### Action item:
The records are to be copied exactly and in full.

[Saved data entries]
__________________________________________________
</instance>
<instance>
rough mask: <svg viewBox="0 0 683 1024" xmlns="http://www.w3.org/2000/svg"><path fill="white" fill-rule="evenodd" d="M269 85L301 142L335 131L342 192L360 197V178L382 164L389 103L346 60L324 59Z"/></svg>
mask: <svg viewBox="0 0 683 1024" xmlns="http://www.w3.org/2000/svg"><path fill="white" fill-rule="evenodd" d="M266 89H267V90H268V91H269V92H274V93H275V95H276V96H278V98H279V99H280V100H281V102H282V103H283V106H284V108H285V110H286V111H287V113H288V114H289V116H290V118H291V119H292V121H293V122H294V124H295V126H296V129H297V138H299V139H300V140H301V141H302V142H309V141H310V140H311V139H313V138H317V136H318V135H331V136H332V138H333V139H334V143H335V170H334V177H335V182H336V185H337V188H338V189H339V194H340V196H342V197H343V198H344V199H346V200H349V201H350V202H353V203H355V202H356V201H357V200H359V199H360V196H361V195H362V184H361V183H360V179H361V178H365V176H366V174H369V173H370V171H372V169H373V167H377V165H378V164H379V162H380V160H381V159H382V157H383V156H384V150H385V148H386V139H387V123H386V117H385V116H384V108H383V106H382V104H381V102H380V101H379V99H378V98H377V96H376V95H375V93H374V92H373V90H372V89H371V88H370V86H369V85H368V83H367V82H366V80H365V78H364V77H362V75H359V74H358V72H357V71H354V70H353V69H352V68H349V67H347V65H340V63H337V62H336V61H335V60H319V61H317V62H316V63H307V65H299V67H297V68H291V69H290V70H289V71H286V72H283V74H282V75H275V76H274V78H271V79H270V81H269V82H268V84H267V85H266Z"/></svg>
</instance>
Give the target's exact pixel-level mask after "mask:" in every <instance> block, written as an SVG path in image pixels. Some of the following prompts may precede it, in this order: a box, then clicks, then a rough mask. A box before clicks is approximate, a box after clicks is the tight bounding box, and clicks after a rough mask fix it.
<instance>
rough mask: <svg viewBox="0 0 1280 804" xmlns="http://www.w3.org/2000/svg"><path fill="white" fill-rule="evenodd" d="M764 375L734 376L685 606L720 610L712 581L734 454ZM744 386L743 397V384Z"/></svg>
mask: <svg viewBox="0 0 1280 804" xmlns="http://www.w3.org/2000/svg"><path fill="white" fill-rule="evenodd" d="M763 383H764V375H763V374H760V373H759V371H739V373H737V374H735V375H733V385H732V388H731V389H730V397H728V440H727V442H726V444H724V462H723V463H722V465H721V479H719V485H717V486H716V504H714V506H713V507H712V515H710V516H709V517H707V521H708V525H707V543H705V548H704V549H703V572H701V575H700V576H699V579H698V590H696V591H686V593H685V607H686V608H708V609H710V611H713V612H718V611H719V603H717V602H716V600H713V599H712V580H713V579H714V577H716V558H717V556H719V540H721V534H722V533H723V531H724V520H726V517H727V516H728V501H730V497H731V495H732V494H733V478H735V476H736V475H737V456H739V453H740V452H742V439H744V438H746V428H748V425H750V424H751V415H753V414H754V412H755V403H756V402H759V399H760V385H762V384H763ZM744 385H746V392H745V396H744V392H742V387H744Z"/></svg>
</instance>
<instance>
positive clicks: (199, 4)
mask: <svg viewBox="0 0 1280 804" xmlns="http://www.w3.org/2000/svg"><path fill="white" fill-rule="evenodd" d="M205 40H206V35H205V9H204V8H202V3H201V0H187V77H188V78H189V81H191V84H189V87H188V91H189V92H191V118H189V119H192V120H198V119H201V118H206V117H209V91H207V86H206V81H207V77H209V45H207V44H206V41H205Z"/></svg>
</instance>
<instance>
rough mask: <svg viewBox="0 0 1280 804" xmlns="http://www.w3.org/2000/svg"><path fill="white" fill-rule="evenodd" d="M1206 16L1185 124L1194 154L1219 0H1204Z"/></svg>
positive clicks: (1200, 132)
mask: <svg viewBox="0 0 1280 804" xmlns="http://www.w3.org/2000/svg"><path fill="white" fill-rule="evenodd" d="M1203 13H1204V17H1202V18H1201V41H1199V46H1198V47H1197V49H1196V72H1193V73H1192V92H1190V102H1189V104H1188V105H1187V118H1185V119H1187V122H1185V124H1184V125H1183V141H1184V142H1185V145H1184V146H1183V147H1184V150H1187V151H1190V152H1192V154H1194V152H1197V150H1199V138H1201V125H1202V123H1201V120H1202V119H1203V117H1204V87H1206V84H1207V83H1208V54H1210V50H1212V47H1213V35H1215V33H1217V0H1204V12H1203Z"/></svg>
__________________________________________________
### Solution to the exercise:
</instance>
<instance>
rough mask: <svg viewBox="0 0 683 1024" xmlns="http://www.w3.org/2000/svg"><path fill="white" fill-rule="evenodd" d="M269 85L301 142L335 131L342 192L360 197V178L382 164L389 103L346 60L324 59Z"/></svg>
mask: <svg viewBox="0 0 683 1024" xmlns="http://www.w3.org/2000/svg"><path fill="white" fill-rule="evenodd" d="M266 89H267V90H268V91H269V92H274V93H275V95H276V96H278V98H279V99H280V100H281V102H282V103H283V106H284V108H285V110H286V111H287V113H288V114H289V116H290V118H291V119H292V121H293V122H294V124H295V126H296V129H297V138H299V139H300V140H301V141H302V142H309V141H310V140H311V139H313V138H317V136H318V135H331V136H332V138H333V139H334V143H335V170H334V177H335V182H336V185H337V188H338V189H339V194H340V196H342V197H343V198H344V199H346V200H349V201H350V202H353V203H355V202H356V201H357V200H359V199H360V196H361V195H362V184H361V183H360V179H361V178H365V176H366V174H369V173H370V171H372V169H373V167H377V165H378V164H379V162H380V160H381V159H382V157H383V156H384V150H385V148H386V139H387V123H386V117H385V116H384V108H383V106H382V104H381V102H380V101H379V99H378V98H377V96H376V95H375V93H374V92H373V90H372V89H371V88H370V86H369V85H368V83H367V82H366V80H365V78H364V77H362V75H359V74H358V72H357V71H354V70H353V69H352V68H349V67H347V65H340V63H337V62H336V61H335V60H319V61H317V62H316V63H307V65H299V67H297V68H291V69H290V70H289V71H286V72H283V74H282V75H275V76H274V78H271V79H270V81H269V82H268V84H267V85H266Z"/></svg>
</instance>
Give the target's exact pixel-level mask after "mask:" in every <instance> block, written as an SVG path in image pixels. Some of the following prompts may precede it, in this order: a box, then clicks, then a rough mask. A box before clicks is approximate, a box after clicks is the tight bounding box, and clicks after a rough mask fix it.
<instance>
rough mask: <svg viewBox="0 0 1280 804" xmlns="http://www.w3.org/2000/svg"><path fill="white" fill-rule="evenodd" d="M764 375L734 376L685 606L720 610L712 581L734 454ZM744 386L743 397V384Z"/></svg>
mask: <svg viewBox="0 0 1280 804" xmlns="http://www.w3.org/2000/svg"><path fill="white" fill-rule="evenodd" d="M763 383H764V375H763V374H760V373H759V371H739V373H737V374H735V375H733V385H732V388H731V389H730V397H728V440H727V442H726V444H724V462H723V463H722V465H721V479H719V485H717V486H716V504H714V506H713V507H712V515H710V516H709V517H707V521H708V525H707V543H705V548H704V549H703V572H701V575H700V576H699V579H698V590H696V591H686V593H685V607H686V608H708V609H710V611H713V612H718V611H719V603H717V602H716V600H713V599H712V580H713V579H714V577H716V558H717V556H719V540H721V534H722V533H723V531H724V520H726V517H727V516H728V501H730V497H731V495H732V494H733V478H735V476H736V475H737V456H739V453H740V452H742V439H744V438H746V428H748V425H750V424H751V415H753V414H754V412H755V403H756V402H759V399H760V385H762V384H763ZM744 385H746V392H745V396H744V392H742V387H744Z"/></svg>
</instance>
<instance>
positive clicks: (199, 4)
mask: <svg viewBox="0 0 1280 804" xmlns="http://www.w3.org/2000/svg"><path fill="white" fill-rule="evenodd" d="M205 40H206V35H205V9H204V8H202V3H201V0H187V77H188V78H189V81H191V84H189V87H188V91H189V92H191V118H189V119H192V120H198V119H201V118H206V117H209V91H207V86H206V81H207V77H209V45H207V44H206V41H205Z"/></svg>
</instance>
<instance>
rough mask: <svg viewBox="0 0 1280 804" xmlns="http://www.w3.org/2000/svg"><path fill="white" fill-rule="evenodd" d="M1206 16L1185 124L1194 154L1219 0H1204Z"/></svg>
positive clicks: (1200, 132)
mask: <svg viewBox="0 0 1280 804" xmlns="http://www.w3.org/2000/svg"><path fill="white" fill-rule="evenodd" d="M1203 13H1204V17H1202V18H1201V41H1199V46H1198V47H1197V49H1196V72H1193V73H1192V92H1190V102H1189V104H1188V105H1187V118H1185V119H1187V122H1185V124H1184V125H1183V141H1184V142H1185V145H1184V146H1183V147H1184V150H1187V151H1190V152H1192V154H1194V152H1197V150H1199V138H1201V125H1202V123H1201V120H1202V119H1203V117H1204V87H1206V84H1207V83H1208V54H1210V50H1212V47H1213V35H1215V33H1217V0H1204V12H1203Z"/></svg>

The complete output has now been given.